• Приведённый отрывок:
■ ■ ■
Вот - "Бони-М" ансамбль поет псалом, который был сложен иудеями в вавилонском плену. Это же из Библии, и в православных русских храмах этот псалом поют перед Великим постом, а иногда - и в пост. По-славянски, конечно, понятнее, чем по-английски: "На реках вавилонских тамо сидокам и плакахам, внигда помянути нам Сиона". "Бони М" поют: "Оn the rivers of Babilon" - "сидим не берегу чужой реки, и от нас требуют спеть гимн, который мы пели в храме на родине, но как можно петь Богу на чужбине? "

А ведь истоки этой музыки - совершенно восточные и православные. Ее складывали выходцы из Эфиопии, когда они селились на островах Карибского моря. А эфиопская церковь очень близка к православию. Они пели о Вавилоне, вспоминали об Эфиопии и вспоминали Бога.

Ну, и что, если бы мы, как англичане, понимали эти слова, неужто сразу бы вспомнили свое небесное отечество, обратились бы к Отцу? Ради этого ведь эта песня (депортированного, в сущности, народа) помещена в Библию, в откровение о Боге. Не чтобы стремиться в какой-то уголок земли - пускай даже обетованный - а чтобы стремиться на небо.

Даже на чужбине, среди зла и несчастья, все-таки можно и нужно петь Богу. Не так важно, чтобы петь, а просто петь, быть Homo musikus, человеком звучащим, а не человеком унывающим.

И Верди, итальянский композитор прошлого века, писал хор евреев. Тоже - сидят евреи в вавилонском плену, вспоминают родину. Он писал, чтобы вдохновить итальянцев на освобождение от австрийцев. И вот, уже освободились, и проблемы все исчезли национальные, но... но жизнь осталась та же. И уже пенять не на кого, а музыка живет. И, не зная итальянского, понимаешь: люди поют не о славе Италии, не о славе своей страны, они поют о славе небесной.

Разница между Верди и "Бони М" - хотя первое, вроде бы, высокое искусство, а второе эстрада, попса - не такая уж и большая. Перелом-то произошел намного раньше, чем жил Верди. Тогда, в шестнадцатом веке, во времена Ренессанса, когда музыка постепенно стала освобождаться от риторики, от поучительности.

И для специалиста очевидно, что есть связи между музыкой нашего века и предшествующей классикой. Как наша живопись - абстрактная, сюрреалистическая - это все-таки часть современной живописи, начиная с Рафаэля. Это не возврат к иконописи. И в чем вот эта вот связь?

Говорит Любовь Терская, композитор и преподаватель музыки.
■ ■ ■
• Задание 1: Соберите из записей ниже все строки, в которых встречается слово "petal".

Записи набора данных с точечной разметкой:
■ ■ ■
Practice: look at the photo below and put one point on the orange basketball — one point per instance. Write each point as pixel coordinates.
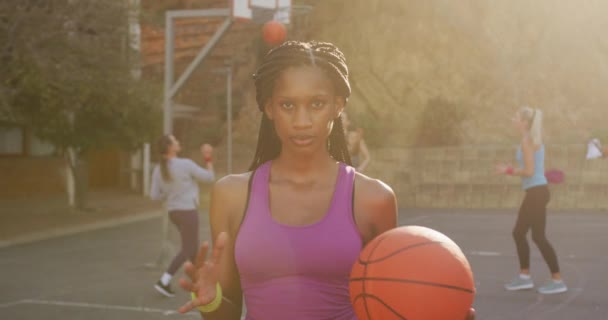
(274, 32)
(412, 273)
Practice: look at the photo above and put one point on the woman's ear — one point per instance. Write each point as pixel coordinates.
(340, 103)
(268, 109)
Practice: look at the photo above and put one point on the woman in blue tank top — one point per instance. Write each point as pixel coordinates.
(533, 210)
(288, 231)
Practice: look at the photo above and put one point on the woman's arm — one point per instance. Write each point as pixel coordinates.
(365, 158)
(156, 192)
(228, 199)
(375, 207)
(527, 149)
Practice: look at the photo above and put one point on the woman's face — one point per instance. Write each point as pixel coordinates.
(303, 107)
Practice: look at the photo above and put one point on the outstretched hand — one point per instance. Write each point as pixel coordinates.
(203, 274)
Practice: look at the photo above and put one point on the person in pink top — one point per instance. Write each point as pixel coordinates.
(287, 232)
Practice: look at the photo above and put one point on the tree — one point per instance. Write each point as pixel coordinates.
(65, 72)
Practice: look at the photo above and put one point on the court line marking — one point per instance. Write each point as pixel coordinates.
(94, 306)
(485, 253)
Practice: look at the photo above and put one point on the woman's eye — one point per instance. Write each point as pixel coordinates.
(286, 105)
(318, 104)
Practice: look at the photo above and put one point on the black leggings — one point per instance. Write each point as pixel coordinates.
(533, 215)
(186, 222)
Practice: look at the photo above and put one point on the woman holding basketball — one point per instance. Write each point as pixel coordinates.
(533, 211)
(175, 180)
(288, 232)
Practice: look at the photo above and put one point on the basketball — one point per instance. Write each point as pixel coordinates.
(274, 32)
(412, 273)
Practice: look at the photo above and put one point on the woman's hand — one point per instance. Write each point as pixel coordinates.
(203, 274)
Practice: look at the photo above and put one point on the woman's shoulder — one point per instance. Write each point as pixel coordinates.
(373, 192)
(233, 182)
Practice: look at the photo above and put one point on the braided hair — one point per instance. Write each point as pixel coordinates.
(297, 53)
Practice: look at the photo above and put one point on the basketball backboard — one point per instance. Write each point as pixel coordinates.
(261, 11)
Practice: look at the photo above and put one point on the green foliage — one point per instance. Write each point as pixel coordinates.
(71, 80)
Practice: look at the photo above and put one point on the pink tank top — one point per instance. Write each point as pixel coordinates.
(298, 272)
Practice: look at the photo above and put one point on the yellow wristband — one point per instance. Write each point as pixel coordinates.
(213, 305)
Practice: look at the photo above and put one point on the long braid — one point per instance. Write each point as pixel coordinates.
(295, 53)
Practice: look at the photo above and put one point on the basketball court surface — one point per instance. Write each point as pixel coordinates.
(102, 274)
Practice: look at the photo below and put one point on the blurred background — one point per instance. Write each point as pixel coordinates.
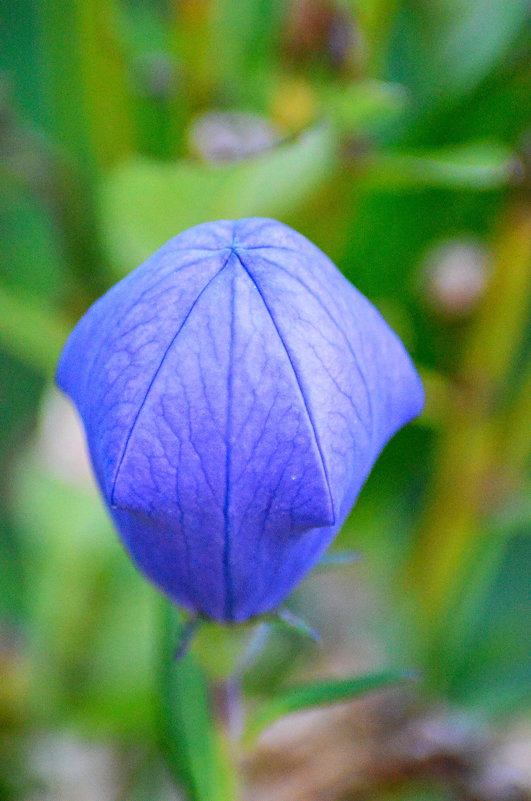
(396, 135)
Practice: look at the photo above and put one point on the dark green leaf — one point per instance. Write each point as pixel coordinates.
(309, 696)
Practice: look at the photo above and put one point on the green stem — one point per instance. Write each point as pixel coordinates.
(468, 461)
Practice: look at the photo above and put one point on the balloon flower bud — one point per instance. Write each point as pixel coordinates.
(235, 391)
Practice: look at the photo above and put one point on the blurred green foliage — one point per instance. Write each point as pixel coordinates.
(390, 129)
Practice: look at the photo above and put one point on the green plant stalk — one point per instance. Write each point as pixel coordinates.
(196, 747)
(86, 82)
(470, 466)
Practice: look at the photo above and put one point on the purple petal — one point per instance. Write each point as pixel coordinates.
(235, 391)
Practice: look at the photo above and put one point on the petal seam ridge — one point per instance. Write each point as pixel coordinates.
(154, 378)
(297, 380)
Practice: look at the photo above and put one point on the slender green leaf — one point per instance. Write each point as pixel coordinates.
(30, 331)
(144, 203)
(309, 696)
(190, 737)
(363, 106)
(476, 166)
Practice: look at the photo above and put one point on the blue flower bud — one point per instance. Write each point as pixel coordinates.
(235, 390)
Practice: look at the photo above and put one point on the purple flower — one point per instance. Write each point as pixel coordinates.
(235, 390)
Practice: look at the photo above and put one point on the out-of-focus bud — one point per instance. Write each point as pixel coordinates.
(455, 276)
(320, 29)
(224, 136)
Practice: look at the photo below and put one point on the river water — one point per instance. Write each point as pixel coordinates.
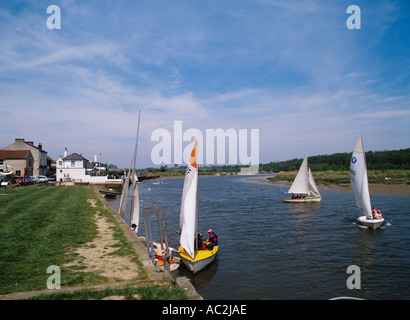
(274, 250)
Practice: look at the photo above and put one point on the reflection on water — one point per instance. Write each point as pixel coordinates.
(274, 250)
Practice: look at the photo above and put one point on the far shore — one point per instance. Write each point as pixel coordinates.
(399, 189)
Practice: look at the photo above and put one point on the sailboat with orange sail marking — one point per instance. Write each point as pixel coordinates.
(195, 260)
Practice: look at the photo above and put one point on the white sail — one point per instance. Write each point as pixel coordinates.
(189, 205)
(301, 183)
(358, 179)
(313, 190)
(135, 207)
(124, 194)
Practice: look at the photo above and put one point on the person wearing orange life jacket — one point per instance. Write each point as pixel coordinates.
(212, 241)
(376, 213)
(201, 244)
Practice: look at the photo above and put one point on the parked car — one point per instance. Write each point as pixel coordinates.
(30, 180)
(20, 180)
(41, 179)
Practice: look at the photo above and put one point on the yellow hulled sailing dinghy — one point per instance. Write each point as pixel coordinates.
(195, 260)
(303, 188)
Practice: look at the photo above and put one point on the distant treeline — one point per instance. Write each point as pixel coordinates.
(376, 160)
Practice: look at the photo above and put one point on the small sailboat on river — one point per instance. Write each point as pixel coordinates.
(194, 259)
(303, 188)
(360, 188)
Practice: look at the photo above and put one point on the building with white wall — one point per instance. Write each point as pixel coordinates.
(76, 168)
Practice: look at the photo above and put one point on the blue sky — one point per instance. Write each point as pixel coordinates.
(291, 69)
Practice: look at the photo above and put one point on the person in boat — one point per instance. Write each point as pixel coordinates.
(376, 213)
(213, 240)
(201, 244)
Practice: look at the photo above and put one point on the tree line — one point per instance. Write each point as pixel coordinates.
(376, 160)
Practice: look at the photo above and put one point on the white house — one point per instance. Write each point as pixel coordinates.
(73, 168)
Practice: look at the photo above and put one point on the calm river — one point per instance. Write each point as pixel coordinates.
(274, 250)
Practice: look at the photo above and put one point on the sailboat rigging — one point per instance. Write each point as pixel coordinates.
(303, 188)
(134, 213)
(360, 187)
(193, 258)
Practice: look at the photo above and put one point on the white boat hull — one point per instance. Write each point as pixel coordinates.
(303, 200)
(372, 224)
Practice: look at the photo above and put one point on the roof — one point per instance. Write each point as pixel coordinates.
(75, 156)
(14, 154)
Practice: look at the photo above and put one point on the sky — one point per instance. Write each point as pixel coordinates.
(291, 69)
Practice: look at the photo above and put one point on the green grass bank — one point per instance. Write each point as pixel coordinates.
(42, 226)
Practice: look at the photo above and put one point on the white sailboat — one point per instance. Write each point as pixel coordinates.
(194, 259)
(303, 188)
(360, 187)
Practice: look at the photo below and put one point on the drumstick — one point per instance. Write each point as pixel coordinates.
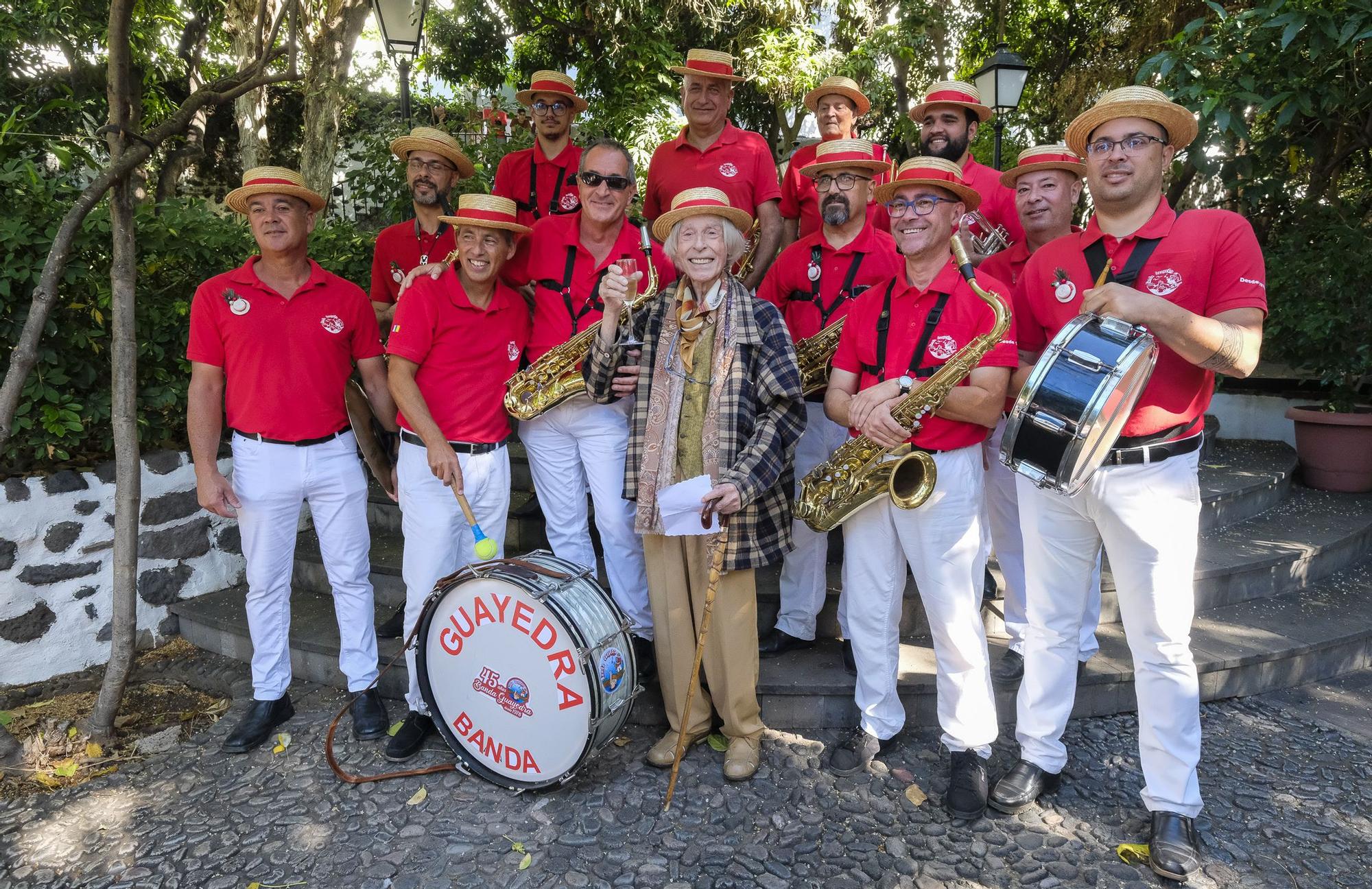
(717, 566)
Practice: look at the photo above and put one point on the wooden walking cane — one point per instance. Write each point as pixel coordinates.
(717, 567)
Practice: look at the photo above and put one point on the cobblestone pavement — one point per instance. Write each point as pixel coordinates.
(1288, 805)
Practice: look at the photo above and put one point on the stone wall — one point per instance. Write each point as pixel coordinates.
(57, 555)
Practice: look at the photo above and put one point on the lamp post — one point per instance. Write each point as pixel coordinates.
(403, 27)
(1002, 83)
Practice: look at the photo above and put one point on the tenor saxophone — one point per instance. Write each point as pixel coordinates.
(556, 377)
(860, 473)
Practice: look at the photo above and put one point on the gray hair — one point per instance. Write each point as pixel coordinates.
(735, 241)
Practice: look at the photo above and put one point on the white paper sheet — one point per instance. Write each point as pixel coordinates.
(680, 506)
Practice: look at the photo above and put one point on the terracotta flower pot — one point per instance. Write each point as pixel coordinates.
(1336, 449)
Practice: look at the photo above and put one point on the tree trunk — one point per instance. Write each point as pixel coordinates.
(337, 25)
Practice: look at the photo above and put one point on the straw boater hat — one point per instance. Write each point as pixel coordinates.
(551, 83)
(846, 153)
(953, 93)
(844, 87)
(272, 182)
(1144, 102)
(1043, 158)
(438, 142)
(700, 202)
(709, 64)
(931, 172)
(486, 212)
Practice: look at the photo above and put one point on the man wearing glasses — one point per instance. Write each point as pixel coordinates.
(899, 333)
(434, 163)
(580, 444)
(543, 180)
(814, 283)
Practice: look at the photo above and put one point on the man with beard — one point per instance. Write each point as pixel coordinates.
(711, 152)
(814, 283)
(949, 120)
(543, 180)
(434, 163)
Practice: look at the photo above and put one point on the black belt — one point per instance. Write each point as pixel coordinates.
(1152, 453)
(462, 448)
(259, 437)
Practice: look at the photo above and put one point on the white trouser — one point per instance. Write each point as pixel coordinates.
(437, 537)
(576, 445)
(272, 481)
(805, 580)
(1004, 521)
(1148, 517)
(942, 543)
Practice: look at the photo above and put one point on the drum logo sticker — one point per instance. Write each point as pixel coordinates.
(1163, 283)
(512, 696)
(613, 670)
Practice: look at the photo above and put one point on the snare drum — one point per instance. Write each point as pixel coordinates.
(528, 669)
(1076, 400)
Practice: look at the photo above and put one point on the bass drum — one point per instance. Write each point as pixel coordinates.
(528, 669)
(1076, 400)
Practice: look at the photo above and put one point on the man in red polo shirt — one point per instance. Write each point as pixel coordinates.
(1048, 186)
(814, 283)
(949, 120)
(456, 342)
(1197, 282)
(836, 104)
(713, 152)
(543, 180)
(580, 444)
(898, 334)
(434, 163)
(272, 346)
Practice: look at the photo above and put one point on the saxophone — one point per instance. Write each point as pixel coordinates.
(556, 377)
(860, 473)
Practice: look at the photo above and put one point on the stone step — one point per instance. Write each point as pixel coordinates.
(1241, 650)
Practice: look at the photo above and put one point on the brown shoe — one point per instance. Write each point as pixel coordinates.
(743, 758)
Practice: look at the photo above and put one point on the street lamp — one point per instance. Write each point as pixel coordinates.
(1001, 83)
(403, 25)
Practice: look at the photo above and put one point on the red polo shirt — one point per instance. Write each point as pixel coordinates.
(400, 249)
(788, 285)
(285, 361)
(964, 319)
(801, 200)
(554, 182)
(466, 355)
(566, 305)
(1208, 263)
(739, 164)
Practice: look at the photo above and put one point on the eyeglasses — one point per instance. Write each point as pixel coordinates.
(556, 108)
(923, 206)
(844, 182)
(1131, 145)
(593, 180)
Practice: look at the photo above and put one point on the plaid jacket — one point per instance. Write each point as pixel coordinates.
(762, 411)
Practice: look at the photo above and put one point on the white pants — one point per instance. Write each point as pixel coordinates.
(942, 543)
(272, 481)
(1148, 517)
(576, 445)
(437, 537)
(1004, 522)
(805, 580)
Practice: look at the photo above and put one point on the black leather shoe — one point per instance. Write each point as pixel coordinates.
(967, 787)
(1174, 847)
(257, 725)
(393, 628)
(1020, 787)
(779, 643)
(410, 737)
(370, 720)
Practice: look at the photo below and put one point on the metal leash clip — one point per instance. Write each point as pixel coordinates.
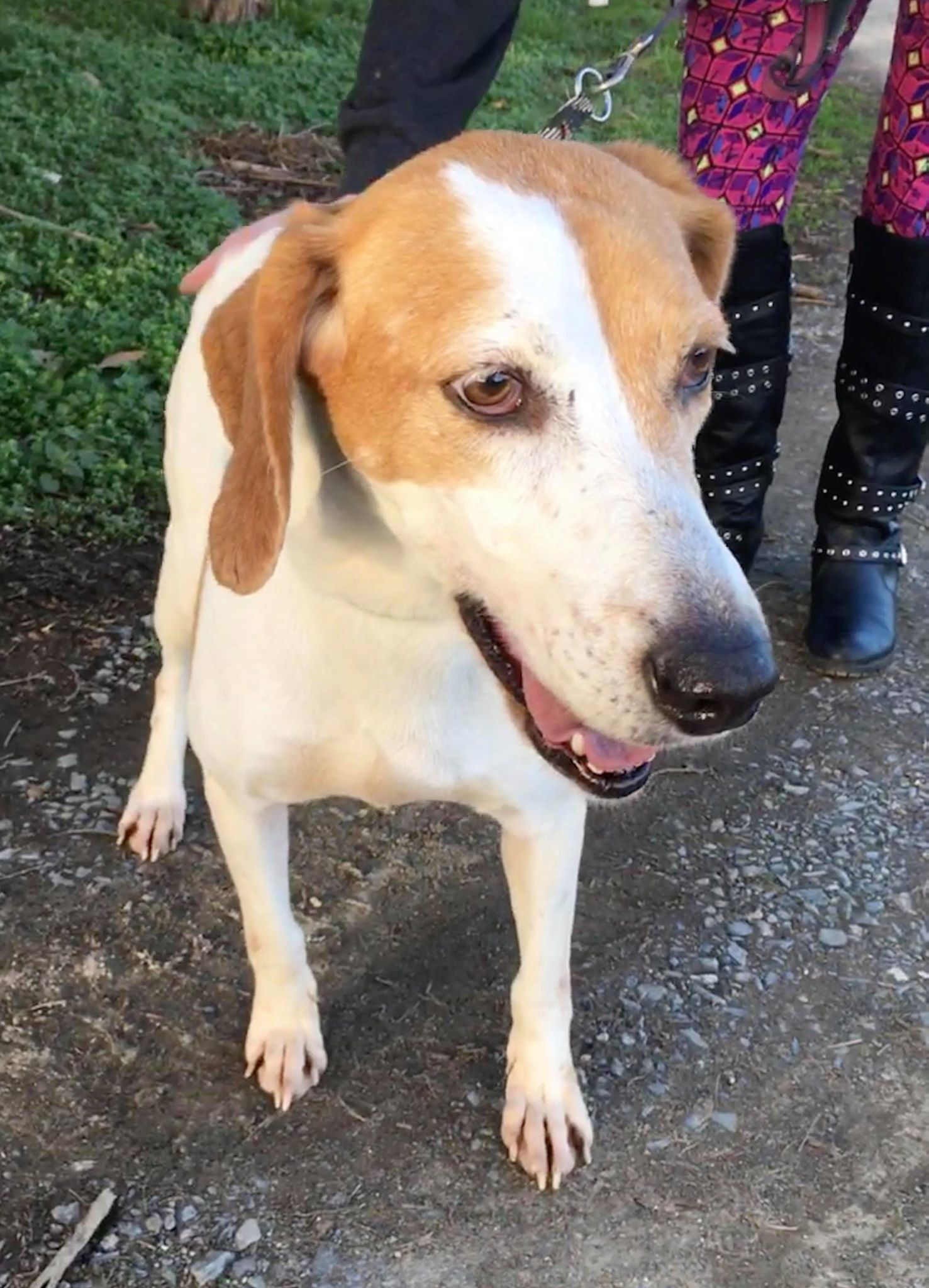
(591, 82)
■ ■ ■
• Задание 2: С какой целью, согласно приведённому выше отрывку, Верди писал хор евреев?

• Ответ 1:
Practice: look at the photo above and put one point on the purple petal — one point per instance. Write each point as pixel coordinates.
Practice: look at the photo above and put one point on the petal seam ridge — one point per instance. Write each point as pixel coordinates.

• Ответ 2: Чтобы вдохновить итальянцев на освобождение от австрийцев.